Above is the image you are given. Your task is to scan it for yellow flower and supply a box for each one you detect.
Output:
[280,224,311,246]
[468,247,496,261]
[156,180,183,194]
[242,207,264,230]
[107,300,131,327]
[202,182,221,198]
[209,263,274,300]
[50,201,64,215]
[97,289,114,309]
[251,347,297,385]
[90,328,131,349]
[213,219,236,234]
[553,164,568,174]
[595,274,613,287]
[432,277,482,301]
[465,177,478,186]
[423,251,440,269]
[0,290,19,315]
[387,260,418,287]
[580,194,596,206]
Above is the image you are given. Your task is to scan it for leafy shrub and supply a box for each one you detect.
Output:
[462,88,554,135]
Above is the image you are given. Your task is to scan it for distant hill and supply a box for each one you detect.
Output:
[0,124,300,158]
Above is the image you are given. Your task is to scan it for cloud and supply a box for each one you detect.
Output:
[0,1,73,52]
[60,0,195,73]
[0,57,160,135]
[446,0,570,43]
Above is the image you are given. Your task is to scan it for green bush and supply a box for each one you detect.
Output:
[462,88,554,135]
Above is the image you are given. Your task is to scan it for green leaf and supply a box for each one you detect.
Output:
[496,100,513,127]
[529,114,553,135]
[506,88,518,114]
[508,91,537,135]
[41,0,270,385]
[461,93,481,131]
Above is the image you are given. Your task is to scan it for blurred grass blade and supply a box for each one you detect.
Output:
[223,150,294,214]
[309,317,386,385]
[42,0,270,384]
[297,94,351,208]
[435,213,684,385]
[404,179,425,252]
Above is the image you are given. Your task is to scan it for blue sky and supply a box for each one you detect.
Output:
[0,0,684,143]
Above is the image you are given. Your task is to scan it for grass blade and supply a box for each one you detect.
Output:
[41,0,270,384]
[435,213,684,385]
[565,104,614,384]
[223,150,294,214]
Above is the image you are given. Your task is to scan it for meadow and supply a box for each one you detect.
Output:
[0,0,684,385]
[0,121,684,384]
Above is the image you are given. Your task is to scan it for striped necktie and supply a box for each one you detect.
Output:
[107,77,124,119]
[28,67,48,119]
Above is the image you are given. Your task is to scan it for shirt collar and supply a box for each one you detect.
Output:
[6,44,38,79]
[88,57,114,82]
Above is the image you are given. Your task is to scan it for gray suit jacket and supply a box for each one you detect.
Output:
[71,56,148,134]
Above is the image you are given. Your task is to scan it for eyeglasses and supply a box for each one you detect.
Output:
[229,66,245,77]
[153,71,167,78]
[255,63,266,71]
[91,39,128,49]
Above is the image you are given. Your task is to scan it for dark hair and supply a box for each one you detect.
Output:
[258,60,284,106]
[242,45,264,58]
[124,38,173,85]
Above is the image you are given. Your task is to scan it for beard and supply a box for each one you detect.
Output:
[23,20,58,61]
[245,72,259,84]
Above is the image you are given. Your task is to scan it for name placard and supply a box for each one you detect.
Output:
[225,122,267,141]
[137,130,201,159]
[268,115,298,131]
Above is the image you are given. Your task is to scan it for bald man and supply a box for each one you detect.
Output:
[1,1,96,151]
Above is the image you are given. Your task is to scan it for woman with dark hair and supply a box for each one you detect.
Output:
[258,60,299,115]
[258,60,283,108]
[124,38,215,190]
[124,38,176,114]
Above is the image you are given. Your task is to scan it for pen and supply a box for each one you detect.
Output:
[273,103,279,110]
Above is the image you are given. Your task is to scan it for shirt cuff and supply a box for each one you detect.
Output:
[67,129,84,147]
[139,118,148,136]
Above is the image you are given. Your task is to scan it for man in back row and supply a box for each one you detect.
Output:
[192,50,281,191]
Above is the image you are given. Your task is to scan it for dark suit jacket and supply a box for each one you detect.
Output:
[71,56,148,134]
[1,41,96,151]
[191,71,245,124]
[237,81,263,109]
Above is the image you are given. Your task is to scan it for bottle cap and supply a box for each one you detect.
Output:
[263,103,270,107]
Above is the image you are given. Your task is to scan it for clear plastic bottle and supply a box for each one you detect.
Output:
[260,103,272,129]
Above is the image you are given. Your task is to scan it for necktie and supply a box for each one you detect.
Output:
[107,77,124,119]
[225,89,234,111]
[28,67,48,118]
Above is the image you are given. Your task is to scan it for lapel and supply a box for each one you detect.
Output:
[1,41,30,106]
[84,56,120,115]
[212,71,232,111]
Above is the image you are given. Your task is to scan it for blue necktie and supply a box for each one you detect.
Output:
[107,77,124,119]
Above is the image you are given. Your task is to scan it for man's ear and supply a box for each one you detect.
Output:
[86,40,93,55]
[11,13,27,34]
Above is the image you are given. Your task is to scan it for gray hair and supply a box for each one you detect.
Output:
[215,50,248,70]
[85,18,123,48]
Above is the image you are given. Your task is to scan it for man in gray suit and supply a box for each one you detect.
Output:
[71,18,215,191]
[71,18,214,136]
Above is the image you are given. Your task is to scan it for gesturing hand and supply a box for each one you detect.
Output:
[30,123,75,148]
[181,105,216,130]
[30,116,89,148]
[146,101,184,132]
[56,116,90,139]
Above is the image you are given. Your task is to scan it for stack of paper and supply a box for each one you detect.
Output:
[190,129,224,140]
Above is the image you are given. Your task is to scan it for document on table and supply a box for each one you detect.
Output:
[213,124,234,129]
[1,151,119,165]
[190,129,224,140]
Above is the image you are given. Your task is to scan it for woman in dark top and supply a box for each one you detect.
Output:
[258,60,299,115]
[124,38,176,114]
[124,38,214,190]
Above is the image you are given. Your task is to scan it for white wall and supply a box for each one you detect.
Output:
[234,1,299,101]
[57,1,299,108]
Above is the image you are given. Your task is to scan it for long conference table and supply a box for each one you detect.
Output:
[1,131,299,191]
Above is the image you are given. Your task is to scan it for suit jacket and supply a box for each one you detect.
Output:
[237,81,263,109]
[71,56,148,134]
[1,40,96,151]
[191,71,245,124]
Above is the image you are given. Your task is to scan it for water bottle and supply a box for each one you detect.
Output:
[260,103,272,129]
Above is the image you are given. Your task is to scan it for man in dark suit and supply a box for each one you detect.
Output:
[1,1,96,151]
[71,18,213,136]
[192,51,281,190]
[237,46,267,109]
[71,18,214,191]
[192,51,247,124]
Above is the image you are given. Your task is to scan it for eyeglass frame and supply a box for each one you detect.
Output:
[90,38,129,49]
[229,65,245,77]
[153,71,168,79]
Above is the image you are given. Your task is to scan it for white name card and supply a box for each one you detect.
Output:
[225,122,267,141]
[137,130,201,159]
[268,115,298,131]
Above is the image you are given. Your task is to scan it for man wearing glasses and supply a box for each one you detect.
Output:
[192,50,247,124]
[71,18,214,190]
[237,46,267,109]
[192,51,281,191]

^^^^^^^^^^^^^^^^

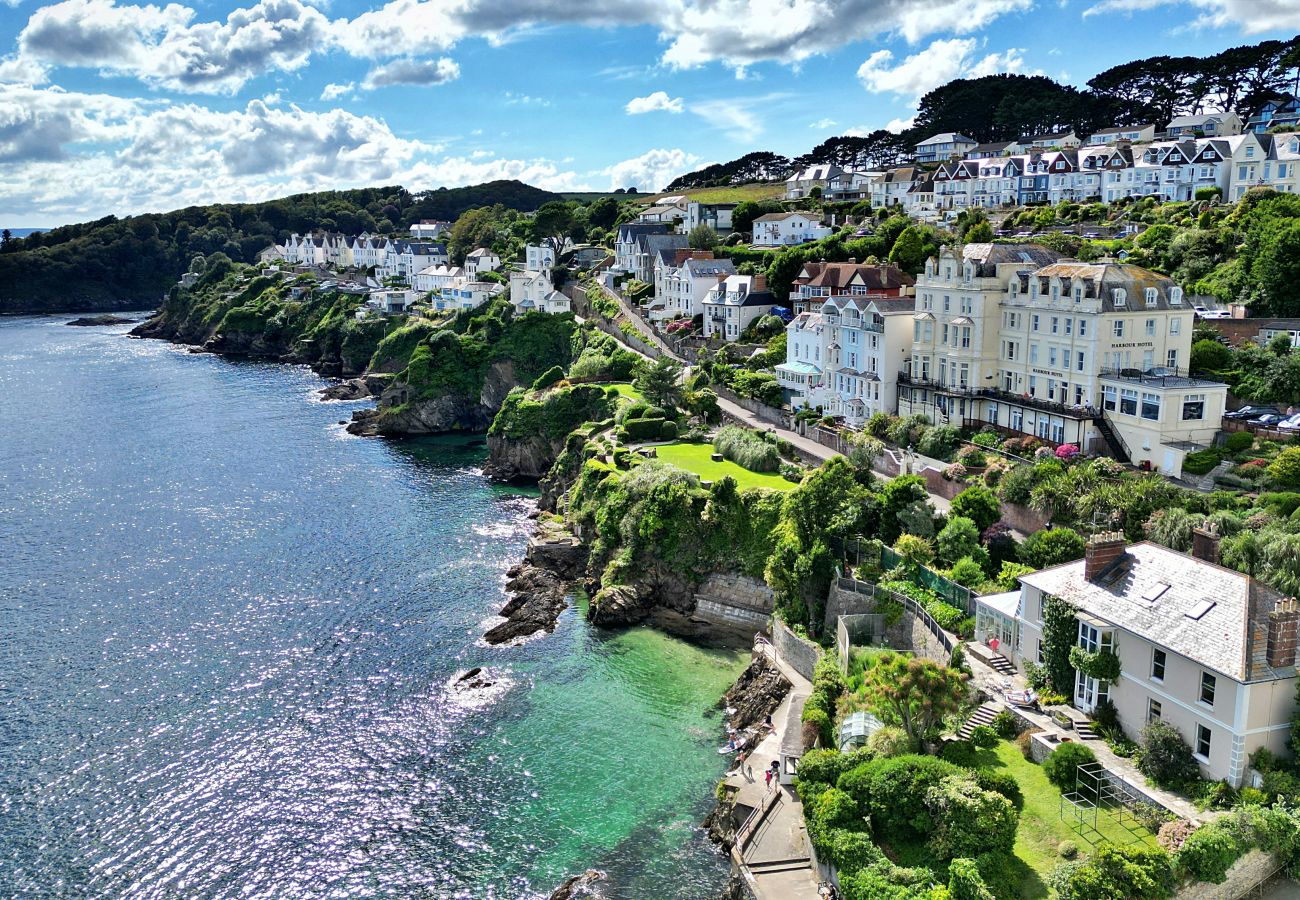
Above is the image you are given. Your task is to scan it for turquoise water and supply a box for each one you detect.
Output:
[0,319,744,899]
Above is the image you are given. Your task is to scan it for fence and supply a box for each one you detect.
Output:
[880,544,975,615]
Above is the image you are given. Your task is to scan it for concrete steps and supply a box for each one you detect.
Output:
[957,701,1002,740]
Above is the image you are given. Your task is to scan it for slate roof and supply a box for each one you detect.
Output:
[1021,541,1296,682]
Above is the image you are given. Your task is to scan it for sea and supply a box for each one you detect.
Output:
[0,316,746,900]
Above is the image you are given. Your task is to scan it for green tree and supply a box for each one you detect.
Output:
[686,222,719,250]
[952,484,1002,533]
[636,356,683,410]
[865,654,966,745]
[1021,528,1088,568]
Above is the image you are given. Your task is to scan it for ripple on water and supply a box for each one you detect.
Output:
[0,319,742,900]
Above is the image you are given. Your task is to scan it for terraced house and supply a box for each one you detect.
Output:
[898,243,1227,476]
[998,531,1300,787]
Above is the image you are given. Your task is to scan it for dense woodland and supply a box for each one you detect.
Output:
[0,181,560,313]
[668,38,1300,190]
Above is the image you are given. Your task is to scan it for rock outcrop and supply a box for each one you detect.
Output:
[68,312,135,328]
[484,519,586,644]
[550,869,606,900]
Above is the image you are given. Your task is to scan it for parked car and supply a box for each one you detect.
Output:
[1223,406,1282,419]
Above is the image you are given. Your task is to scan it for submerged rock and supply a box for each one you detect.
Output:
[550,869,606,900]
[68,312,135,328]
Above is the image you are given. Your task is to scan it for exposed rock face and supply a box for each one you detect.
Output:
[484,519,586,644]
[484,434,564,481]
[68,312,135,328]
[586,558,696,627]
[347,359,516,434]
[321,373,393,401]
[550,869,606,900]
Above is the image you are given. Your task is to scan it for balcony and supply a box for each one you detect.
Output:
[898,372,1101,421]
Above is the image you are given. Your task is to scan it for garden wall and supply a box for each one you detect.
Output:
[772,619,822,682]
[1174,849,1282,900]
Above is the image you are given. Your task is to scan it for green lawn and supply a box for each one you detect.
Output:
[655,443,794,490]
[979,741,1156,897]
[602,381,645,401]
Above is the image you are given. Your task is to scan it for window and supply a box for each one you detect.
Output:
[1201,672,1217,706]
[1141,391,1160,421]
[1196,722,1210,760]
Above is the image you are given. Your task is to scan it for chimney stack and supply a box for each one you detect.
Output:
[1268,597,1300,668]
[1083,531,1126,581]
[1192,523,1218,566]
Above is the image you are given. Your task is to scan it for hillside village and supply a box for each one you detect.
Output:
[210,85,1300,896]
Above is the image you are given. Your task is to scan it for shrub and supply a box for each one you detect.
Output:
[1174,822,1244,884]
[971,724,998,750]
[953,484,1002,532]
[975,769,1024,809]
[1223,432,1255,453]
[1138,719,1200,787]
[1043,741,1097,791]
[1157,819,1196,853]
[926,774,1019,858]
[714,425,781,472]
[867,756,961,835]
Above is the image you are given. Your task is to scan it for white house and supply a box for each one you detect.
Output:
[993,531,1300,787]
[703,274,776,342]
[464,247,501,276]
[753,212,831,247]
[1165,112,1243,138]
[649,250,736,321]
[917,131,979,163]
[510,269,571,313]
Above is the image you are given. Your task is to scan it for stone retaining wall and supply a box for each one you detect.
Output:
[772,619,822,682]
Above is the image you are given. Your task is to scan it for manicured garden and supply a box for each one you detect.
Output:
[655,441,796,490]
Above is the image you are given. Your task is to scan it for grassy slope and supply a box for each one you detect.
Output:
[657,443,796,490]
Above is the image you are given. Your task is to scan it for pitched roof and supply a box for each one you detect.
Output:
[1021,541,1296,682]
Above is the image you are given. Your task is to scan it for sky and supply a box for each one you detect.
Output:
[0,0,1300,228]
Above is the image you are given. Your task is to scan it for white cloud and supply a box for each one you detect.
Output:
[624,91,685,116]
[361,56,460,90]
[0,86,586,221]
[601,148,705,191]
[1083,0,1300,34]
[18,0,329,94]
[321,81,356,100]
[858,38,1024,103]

^^^^^^^^^^^^^^^^

EXERCISE REQUIREMENTS – Update the items from the line containing "it for yellow" up to and including the line containing "[213,219,236,234]", replacing "yellow flower" with "orange flower" and leaving everything else unchanged.

EXERCISE ANSWER –
Above is the image you are given. Your task is to scan it for orange flower and supply a box for each one you detect.
Output:
[280,224,311,246]
[468,247,496,261]
[156,180,183,194]
[242,207,264,230]
[107,300,131,327]
[202,182,221,198]
[209,263,274,300]
[50,201,64,215]
[97,289,114,309]
[251,347,297,385]
[90,328,131,349]
[213,219,236,234]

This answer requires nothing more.